> _Data for review_

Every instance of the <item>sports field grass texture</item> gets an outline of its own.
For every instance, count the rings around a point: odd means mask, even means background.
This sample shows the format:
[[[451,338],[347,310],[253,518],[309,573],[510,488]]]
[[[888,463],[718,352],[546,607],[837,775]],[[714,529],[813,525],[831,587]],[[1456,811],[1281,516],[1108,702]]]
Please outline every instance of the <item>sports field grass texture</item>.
...
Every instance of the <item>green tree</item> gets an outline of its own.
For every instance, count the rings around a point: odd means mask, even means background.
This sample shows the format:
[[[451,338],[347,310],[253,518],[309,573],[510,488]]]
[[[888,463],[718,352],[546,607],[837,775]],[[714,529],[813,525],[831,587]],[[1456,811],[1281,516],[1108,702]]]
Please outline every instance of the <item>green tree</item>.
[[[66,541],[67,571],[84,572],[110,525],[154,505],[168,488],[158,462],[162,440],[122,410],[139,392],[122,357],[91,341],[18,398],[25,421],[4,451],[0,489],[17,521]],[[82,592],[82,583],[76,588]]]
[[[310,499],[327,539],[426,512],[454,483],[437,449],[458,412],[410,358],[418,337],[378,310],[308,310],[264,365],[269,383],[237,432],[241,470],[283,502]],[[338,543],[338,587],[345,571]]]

> _What to do_
Go through the records above and return each line in which the word "texture" occurs.

> _Result below_
Every instance of the <item>sports field grass texture</item> gets an outline of its own.
Please outline every instance of the <item>sports field grass texture</item>.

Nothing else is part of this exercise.